* _TASK REQUIREMENTS_
Reproduce verbatim everything in the data below from the line containing "Query: windscreen" down through the line containing "[[[32,72],[37,73],[39,71],[39,63],[35,59],[31,59]]]", including both of those lines and nothing else.

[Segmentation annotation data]
++++++++
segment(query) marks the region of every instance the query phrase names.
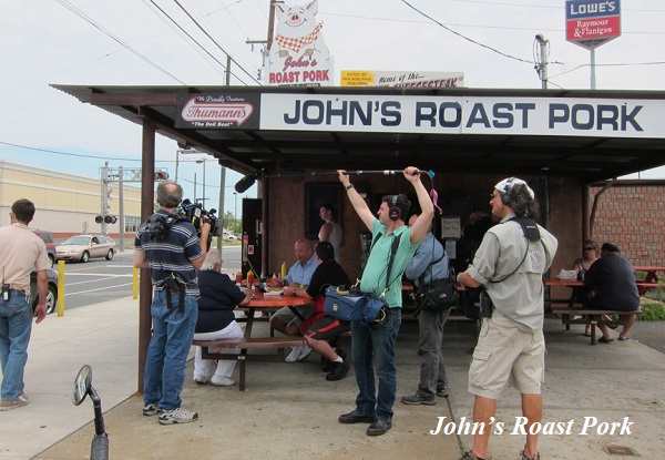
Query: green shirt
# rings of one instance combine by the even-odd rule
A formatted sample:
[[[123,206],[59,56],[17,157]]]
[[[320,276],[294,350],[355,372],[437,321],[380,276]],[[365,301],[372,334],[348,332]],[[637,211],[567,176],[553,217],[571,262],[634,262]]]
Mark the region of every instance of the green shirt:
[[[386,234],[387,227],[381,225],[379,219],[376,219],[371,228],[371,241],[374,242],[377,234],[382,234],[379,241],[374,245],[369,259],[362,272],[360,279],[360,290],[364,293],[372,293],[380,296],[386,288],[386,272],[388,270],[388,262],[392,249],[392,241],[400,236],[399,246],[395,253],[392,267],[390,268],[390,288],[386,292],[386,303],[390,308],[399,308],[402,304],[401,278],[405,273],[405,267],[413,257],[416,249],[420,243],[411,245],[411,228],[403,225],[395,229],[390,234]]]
++++++++
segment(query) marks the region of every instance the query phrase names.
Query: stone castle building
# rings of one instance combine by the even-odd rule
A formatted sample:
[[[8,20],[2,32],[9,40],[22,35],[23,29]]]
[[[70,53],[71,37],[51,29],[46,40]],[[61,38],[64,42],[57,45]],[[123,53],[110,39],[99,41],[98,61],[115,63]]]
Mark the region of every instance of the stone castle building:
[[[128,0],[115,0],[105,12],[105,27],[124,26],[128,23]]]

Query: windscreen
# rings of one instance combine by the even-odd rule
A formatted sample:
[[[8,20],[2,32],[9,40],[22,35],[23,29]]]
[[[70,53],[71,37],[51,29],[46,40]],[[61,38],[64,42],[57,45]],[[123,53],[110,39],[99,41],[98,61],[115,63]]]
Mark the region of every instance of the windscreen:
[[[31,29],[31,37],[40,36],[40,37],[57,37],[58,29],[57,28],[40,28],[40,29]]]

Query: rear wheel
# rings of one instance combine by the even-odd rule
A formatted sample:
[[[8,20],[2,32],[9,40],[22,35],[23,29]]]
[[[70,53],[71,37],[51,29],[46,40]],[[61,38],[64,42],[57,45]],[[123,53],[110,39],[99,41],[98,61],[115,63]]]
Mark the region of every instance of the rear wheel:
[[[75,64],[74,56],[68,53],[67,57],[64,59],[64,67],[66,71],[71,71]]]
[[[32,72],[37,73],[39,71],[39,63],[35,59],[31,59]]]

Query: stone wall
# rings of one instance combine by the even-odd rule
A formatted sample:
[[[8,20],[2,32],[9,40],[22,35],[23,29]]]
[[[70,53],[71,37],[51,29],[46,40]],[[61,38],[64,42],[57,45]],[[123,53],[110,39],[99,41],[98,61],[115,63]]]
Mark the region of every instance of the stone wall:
++++++++
* _TASK RESPONSE_
Query: windscreen
# rings of one instance combine by the even-odd rule
A formatted sample:
[[[8,20],[2,32],[9,40],[22,35],[23,29]]]
[[[70,53],[71,37],[51,29],[46,40]],[[61,38],[64,42],[57,45]],[[123,53],[110,39],[99,41],[98,61],[115,63]]]
Mark the region of every instance of the windscreen:
[[[31,29],[31,37],[40,36],[40,37],[57,37],[58,29],[57,28],[40,28],[40,29]]]

Query: rear wheel
# rings of one instance combine by the even-odd rule
A formatted sample:
[[[8,20],[2,32],[9,40],[22,35],[23,29]]]
[[[70,53],[71,37],[51,29],[46,40]],[[61,38],[64,42],[57,45]],[[123,53],[110,39],[99,41],[98,61],[115,63]]]
Mark the region of every instance of the rear wheel:
[[[75,64],[74,56],[68,53],[67,57],[64,59],[64,67],[66,71],[71,71]]]
[[[32,72],[37,73],[39,71],[39,63],[35,59],[31,59]]]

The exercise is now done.